Rewrite the rows below, putting "timber board" in place of "wooden plank" and keeping everything else the same. Leave the pictures out of your version.

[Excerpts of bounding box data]
☆ ☆ ☆ ☆ ☆

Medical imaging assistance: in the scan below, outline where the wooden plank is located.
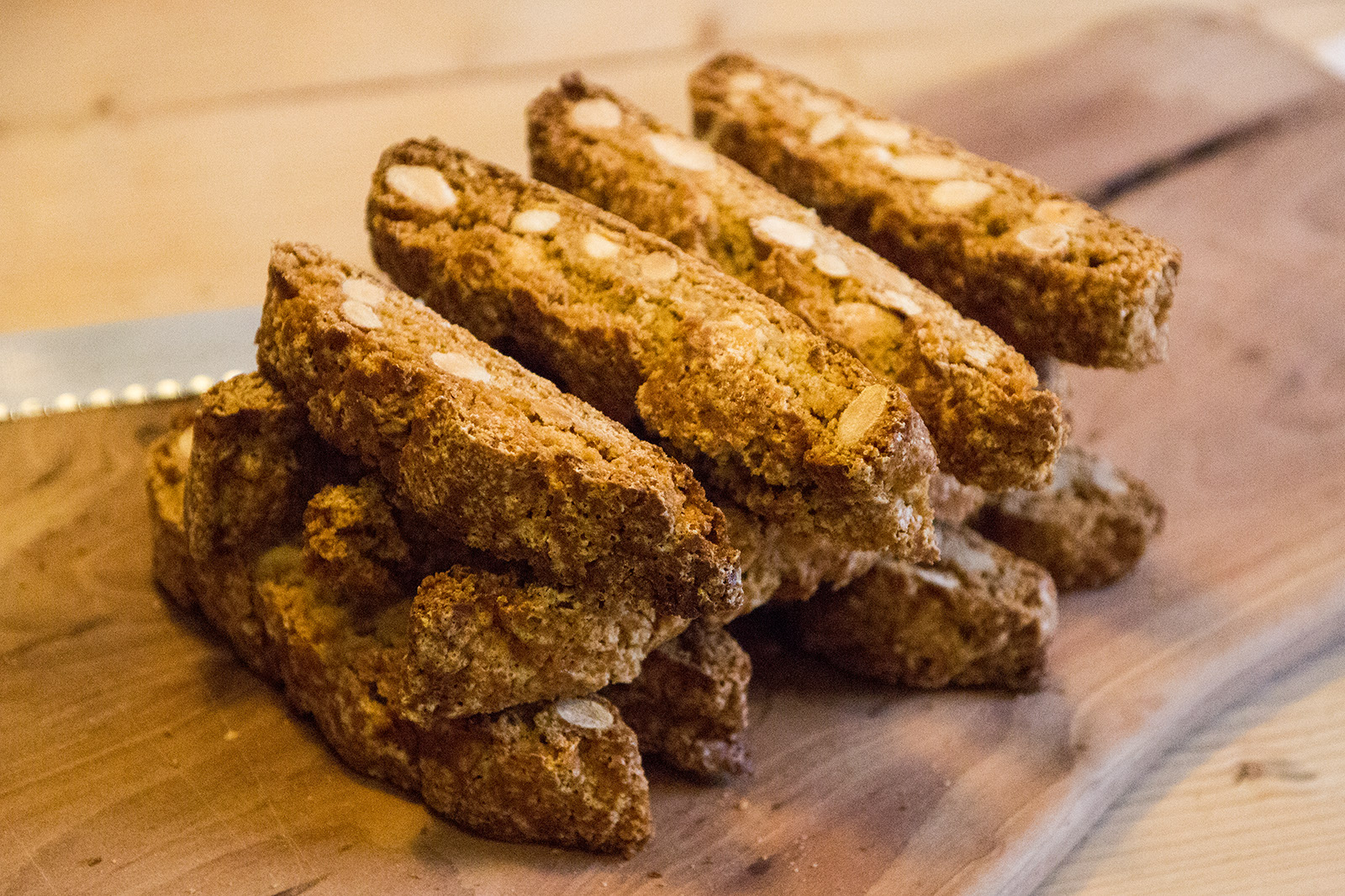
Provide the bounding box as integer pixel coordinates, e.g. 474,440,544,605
1037,637,1345,896
890,11,1341,197
0,8,1339,331
0,0,1334,132
0,64,1345,894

☆ ☆ ☆ ☆ ☆

(Answer to the exercise)
Medical imaging assistance: in the scan below, outline where the timber board is located.
Provide the bounding box as integer pixel coordinates, e.g. 474,440,544,605
1037,637,1345,896
890,11,1341,197
0,8,1339,331
0,0,1334,132
0,64,1345,894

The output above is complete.